Your task |
Print the whole listing again exactly as it stands, leaving out any images.

Exercise materials |

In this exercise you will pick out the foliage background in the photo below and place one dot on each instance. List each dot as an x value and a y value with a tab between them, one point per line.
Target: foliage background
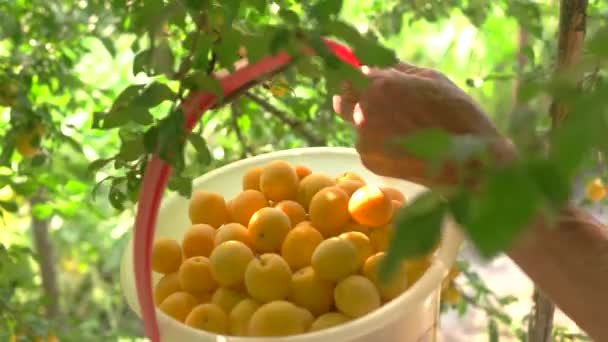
65	65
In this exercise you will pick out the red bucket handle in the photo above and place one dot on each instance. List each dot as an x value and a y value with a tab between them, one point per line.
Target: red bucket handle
157	173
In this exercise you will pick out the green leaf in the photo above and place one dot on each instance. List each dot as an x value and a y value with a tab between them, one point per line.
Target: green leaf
201	57
9	206
505	206
548	177
161	59
108	44
117	198
151	139
492	331
98	164
140	62
120	117
75	187
324	9
171	139
507	300
227	49
259	5
201	81
115	119
289	16
131	149
200	145
38	160
368	52
155	94
417	231
142	116
182	185
127	96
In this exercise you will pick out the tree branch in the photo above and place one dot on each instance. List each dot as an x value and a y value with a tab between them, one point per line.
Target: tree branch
296	125
572	26
234	113
572	22
46	258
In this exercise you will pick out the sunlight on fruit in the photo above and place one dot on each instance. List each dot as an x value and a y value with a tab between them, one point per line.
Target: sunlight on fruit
596	190
300	254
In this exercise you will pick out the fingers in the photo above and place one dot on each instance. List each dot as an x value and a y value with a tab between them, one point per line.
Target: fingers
406	68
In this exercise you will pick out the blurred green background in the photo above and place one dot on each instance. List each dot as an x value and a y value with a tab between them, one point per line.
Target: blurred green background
64	62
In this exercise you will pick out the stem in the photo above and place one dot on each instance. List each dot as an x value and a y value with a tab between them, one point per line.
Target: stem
46	258
572	25
296	125
234	114
572	22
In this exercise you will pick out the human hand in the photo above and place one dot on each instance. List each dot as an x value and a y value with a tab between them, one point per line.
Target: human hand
402	100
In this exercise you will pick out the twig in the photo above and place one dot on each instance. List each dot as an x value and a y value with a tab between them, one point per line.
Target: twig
572	25
540	325
296	125
46	258
234	113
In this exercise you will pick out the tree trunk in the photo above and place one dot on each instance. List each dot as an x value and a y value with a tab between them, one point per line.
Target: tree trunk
572	24
46	259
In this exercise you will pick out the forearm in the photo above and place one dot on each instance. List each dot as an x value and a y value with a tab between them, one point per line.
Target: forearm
569	262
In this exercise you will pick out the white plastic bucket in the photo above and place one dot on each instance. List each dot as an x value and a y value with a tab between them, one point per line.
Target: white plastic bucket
413	316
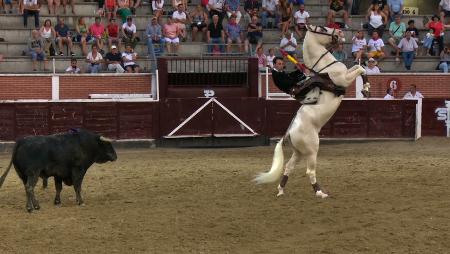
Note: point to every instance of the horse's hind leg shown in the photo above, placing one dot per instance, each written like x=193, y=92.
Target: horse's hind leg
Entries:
x=311, y=162
x=290, y=165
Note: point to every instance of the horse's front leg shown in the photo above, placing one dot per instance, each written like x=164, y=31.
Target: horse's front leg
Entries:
x=311, y=162
x=287, y=170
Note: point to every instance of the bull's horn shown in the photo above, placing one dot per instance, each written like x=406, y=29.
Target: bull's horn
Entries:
x=105, y=139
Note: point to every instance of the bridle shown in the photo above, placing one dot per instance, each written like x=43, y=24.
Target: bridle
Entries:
x=334, y=42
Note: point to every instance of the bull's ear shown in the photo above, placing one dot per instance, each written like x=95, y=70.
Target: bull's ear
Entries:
x=106, y=139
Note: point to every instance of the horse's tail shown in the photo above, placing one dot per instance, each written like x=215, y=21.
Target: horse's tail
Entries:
x=277, y=166
x=3, y=177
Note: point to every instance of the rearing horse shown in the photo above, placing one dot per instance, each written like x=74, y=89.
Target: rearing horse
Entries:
x=303, y=133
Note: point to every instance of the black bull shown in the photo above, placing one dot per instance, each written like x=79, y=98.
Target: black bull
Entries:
x=66, y=157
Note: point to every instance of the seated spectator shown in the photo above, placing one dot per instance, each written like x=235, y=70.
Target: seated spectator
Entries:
x=269, y=10
x=53, y=5
x=289, y=44
x=444, y=9
x=171, y=33
x=36, y=49
x=383, y=6
x=445, y=60
x=395, y=7
x=270, y=57
x=254, y=33
x=30, y=8
x=199, y=22
x=96, y=30
x=359, y=46
x=286, y=15
x=110, y=8
x=129, y=33
x=376, y=46
x=413, y=93
x=389, y=94
x=73, y=68
x=251, y=8
x=175, y=4
x=48, y=36
x=83, y=35
x=371, y=67
x=396, y=31
x=216, y=7
x=129, y=60
x=7, y=2
x=180, y=19
x=262, y=59
x=414, y=31
x=112, y=30
x=339, y=53
x=337, y=8
x=158, y=8
x=72, y=5
x=232, y=7
x=94, y=59
x=301, y=20
x=427, y=42
x=124, y=9
x=154, y=36
x=438, y=35
x=63, y=37
x=408, y=46
x=377, y=20
x=234, y=34
x=113, y=60
x=215, y=35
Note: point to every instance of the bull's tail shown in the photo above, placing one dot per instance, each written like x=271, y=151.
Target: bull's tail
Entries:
x=3, y=177
x=277, y=166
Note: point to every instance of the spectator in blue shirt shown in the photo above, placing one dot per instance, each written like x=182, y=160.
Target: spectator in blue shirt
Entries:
x=234, y=34
x=154, y=36
x=62, y=36
x=395, y=7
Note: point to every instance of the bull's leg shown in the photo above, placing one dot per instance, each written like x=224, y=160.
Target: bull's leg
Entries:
x=44, y=182
x=311, y=162
x=77, y=187
x=32, y=203
x=287, y=170
x=58, y=187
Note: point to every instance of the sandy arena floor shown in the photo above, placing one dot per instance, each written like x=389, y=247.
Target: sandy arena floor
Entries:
x=386, y=197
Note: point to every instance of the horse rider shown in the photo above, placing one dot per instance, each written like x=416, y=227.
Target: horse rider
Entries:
x=295, y=83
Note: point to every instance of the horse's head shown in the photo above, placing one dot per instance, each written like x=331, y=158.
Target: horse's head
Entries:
x=325, y=36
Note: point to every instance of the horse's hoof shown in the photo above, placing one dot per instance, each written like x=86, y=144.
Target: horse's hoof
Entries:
x=321, y=194
x=280, y=191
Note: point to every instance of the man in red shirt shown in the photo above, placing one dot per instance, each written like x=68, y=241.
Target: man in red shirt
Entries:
x=113, y=33
x=96, y=30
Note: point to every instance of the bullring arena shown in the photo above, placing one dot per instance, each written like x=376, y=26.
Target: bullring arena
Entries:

Answer box |
In this exercise you will pick out the foliage background in the photo below and place one dot on each instance. List each dot as an x value and a y value with a tab between them, one point per line.
Target: foliage background
65	65
In this exercise you will pick out the red bucket handle in the photo above and place one dot on each instance. List each dot as an x value and a y value with a tab between them, one point per line.
Target: red bucket handle
157	173
In this exercise you will pick out the green leaf in the photo above and place one dot on each instance. List each dot as an x value and a y value with a tab between them, one point per line.
Target: green leaf
201	57
9	206
505	206
548	177
161	59
108	44
117	198
151	139
492	331
98	164
140	62
120	117
75	187
324	9
171	139
507	300
227	49
259	5
201	81
115	119
289	16
131	149
200	145
38	160
368	52
155	94
417	231
142	116
182	185
127	96
In this exercise you will pick out the tree branch in the photo above and place one dot on each instance. List each dot as an x value and a y value with a tab between them, one point per line.
Target: tree branch
296	125
572	26
234	113
572	22
46	258
In this exercise you will pick out the sunlight on fruit in the photo above and place one dot on each instance. List each dot as an x value and a y value with a tab between them, one point per line.
Target: sunlight on fruit
596	190
300	254
In this exercise you will pick out the fingers in the photo above and place one dot on each instance. List each dot as an x value and a y value with a tab between them, one point per line.
Target: fingers
406	68
In this exercise you will pick out the blurred green background in the photo above and place one dot on each instance. List each dot as an x value and a y value with a tab between them, one point per line.
Target: blurred green background
64	62
In this exercise you will pick out the stem in the photo above and place one dot on each instance. List each dot as an x value and a y value with a tab between them, one point per line.
Target: stem
46	258
572	25
296	125
234	114
572	22
In this exercise you will pick out the human hand in the photo above and place one dot on each instance. List each dot as an x value and a y value with a tab between them, one point per line.
Target: human hand
402	100
In this exercise you will pick out the twig in the photo above and place one dot on each instance. List each dot as an x value and a y value with a tab between them, one point per line.
Target: twig
572	25
540	325
296	125
46	258
234	113
In this exercise you will pick out the tree trunk in the photo above and place one dot on each instance. List each dot as an x value and a y value with a tab between them, one point per line.
Target: tree trunk
572	24
46	259
In this exercise you will pick out the forearm in the photo above and place one dot on each instance. List each dot as an x value and a y value with a tab between them, one point per line.
Target: forearm
569	262
In this exercise you will pick out the white plastic bucket in the photo above and place one dot on each instance. List each dot as an x value and a y value with a tab between them, one point per line.
Target: white plastic bucket
413	316
Note: point to every instance of the horse's hind leg shown in the photo above, placing one dot per instance, each written like x=193, y=92.
Target: horse's hind leg
Entries:
x=311, y=162
x=290, y=165
Note: point to every instance of the horse's front leg shown in the photo above, placing one dot per instance, each written like x=164, y=31.
Target: horse's front leg
Entries:
x=311, y=162
x=287, y=170
Note: point to every instance of the bull's horn shown in the photo above, placing one dot per instance, each written like x=406, y=29.
Target: bull's horn
Entries:
x=105, y=139
Note: point to every instance of the bridle shown in the photo above, placing one dot per instance, each written like x=43, y=24.
Target: bridle
Entries:
x=334, y=42
Note: point to every instance of the bull's ear shown in the photo above, placing one dot per instance, each written like x=95, y=70.
Target: bull's ear
Entries:
x=106, y=139
Note: point to every instance of the horse's tail shown in the photo above, placing one dot per instance, each written like x=215, y=21.
Target: horse's tail
Entries:
x=277, y=166
x=3, y=177
Note: point to every instance of the rearing horse shown in the photo above, placing one dot per instance, each written like x=74, y=89.
Target: rearing horse
Entries:
x=303, y=133
Note: point to every instance of the black bull shown in the photo above, placing one dot per instance, each written like x=79, y=98.
Target: black bull
Entries:
x=66, y=157
Note: point to every instance of the seated spectator shown in the photo above, placing one dot per instance, each written like x=235, y=70.
Target: seated spectator
Entries:
x=269, y=10
x=53, y=5
x=289, y=44
x=444, y=9
x=171, y=33
x=36, y=49
x=383, y=6
x=445, y=60
x=395, y=7
x=270, y=57
x=254, y=33
x=30, y=8
x=199, y=22
x=96, y=30
x=359, y=46
x=286, y=15
x=110, y=8
x=129, y=33
x=376, y=46
x=413, y=93
x=389, y=94
x=73, y=68
x=251, y=8
x=175, y=4
x=48, y=36
x=83, y=35
x=371, y=67
x=396, y=31
x=216, y=7
x=129, y=60
x=7, y=2
x=180, y=19
x=262, y=59
x=414, y=31
x=112, y=30
x=339, y=53
x=337, y=8
x=158, y=8
x=72, y=5
x=232, y=7
x=94, y=59
x=301, y=20
x=427, y=42
x=124, y=9
x=154, y=36
x=438, y=35
x=63, y=37
x=408, y=46
x=377, y=20
x=234, y=34
x=113, y=60
x=215, y=35
Note: point to every instance of the bull's tail shown in the photo above, placing one dot per instance, each written like x=271, y=151.
Target: bull's tail
Entries:
x=3, y=177
x=277, y=166
Note: point to every instance of the spectator in blue shirt shown in the photo above, placing one dot per instance, each written like x=182, y=160.
Target: spectator in blue shirt
Entries:
x=234, y=34
x=154, y=36
x=62, y=36
x=395, y=7
Note: point to every instance of the bull's leg shown in the photo above, placing one dot per instance, each written like x=224, y=160.
Target: bull's leg
Entries:
x=44, y=182
x=311, y=162
x=77, y=187
x=32, y=203
x=287, y=170
x=58, y=187
Note: point to every instance of the sandy arena floor shown in the photo above, placing one dot per instance, each written like x=389, y=247.
Target: sandy arena floor
Entries:
x=386, y=197
Note: point to every instance of the horse rider shown in the photo above, placing one dot per instance, each written like x=416, y=227.
Target: horse rider
Entries:
x=295, y=83
Note: point to every instance of the horse's head shown in the photo above, placing one dot per instance, each written like x=331, y=158.
Target: horse's head
Entries:
x=325, y=36
Note: point to every instance of the horse's hoof shown in the photo above, placing one dot per instance, each written like x=86, y=144.
Target: horse's hoof
Entries:
x=321, y=194
x=280, y=191
Note: point to every instance of the man in red shirt shown in the photo above, placing one dot per instance, each written like x=68, y=241.
Target: man in red shirt
Entries:
x=113, y=33
x=96, y=30
Note: point to every instance of the bullring arena shown in the photo above, placing one dot per instance, each written like x=376, y=26.
Target: bullring arena
Entries:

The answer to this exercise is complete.